For every line in the records that has the word "window", make a copy.

Given data Block Start

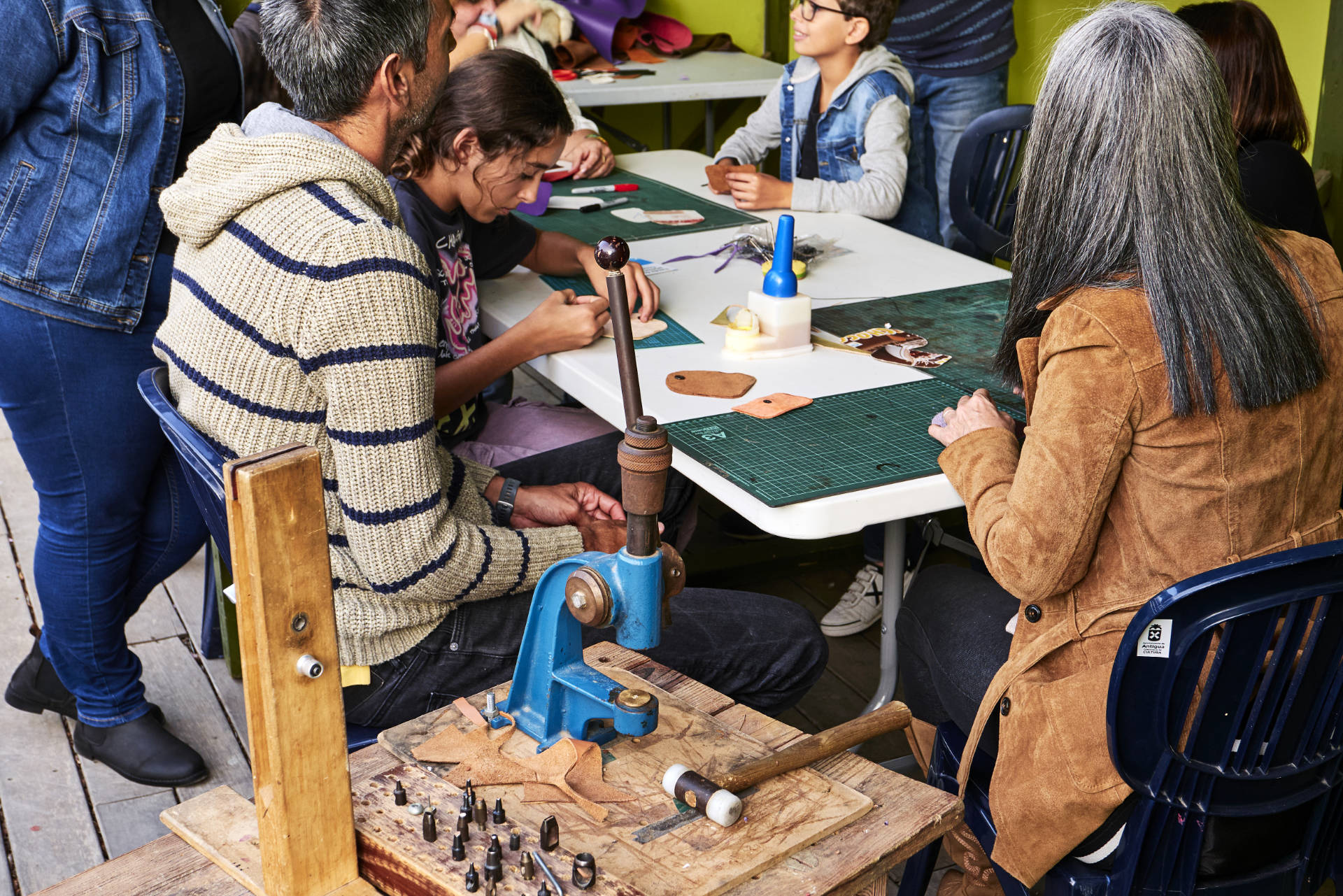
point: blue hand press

Given data Block End
Given data Block Start

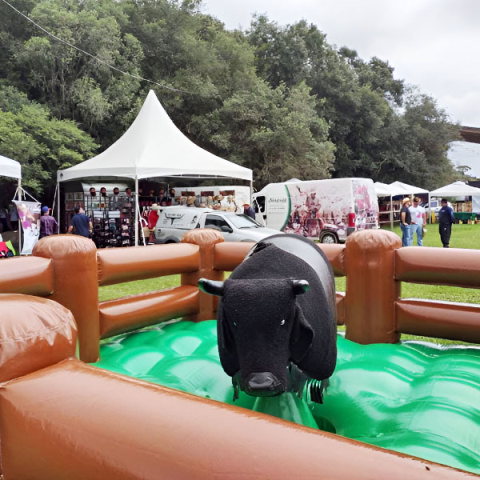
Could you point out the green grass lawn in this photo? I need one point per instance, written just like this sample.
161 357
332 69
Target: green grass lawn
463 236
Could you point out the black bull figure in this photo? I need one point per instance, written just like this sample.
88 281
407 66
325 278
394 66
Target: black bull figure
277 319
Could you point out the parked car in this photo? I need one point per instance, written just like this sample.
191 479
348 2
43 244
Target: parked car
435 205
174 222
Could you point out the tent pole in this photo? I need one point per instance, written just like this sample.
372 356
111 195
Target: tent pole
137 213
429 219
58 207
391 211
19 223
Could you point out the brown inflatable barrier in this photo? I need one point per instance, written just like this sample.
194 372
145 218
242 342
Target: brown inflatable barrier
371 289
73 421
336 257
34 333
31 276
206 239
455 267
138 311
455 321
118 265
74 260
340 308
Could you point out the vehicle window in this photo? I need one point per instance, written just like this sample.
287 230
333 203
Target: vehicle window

Given data Block End

» Finished task
Could you point out the vehicle window in this photo? I need one point per instance, written just like this sample.
Target: vehicle window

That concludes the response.